§ **GIVEN INSTRUCTION**
Pull out every line of the listing below that contains the word "white", and copy each such line in full. Case counts, so match the capitalization of "white" exactly.

§ **DATASET EXCERPTS**
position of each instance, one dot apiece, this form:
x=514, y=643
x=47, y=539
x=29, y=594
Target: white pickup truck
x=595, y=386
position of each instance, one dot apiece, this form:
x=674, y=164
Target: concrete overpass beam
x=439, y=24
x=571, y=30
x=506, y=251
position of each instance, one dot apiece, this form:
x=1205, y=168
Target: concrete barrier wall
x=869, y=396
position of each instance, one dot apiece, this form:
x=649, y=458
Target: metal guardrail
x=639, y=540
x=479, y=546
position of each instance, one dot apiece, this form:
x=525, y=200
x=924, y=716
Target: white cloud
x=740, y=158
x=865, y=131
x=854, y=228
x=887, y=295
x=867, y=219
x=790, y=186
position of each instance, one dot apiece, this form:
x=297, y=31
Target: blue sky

§ **RESPONSE**
Target: white pickup truck
Target: white cloud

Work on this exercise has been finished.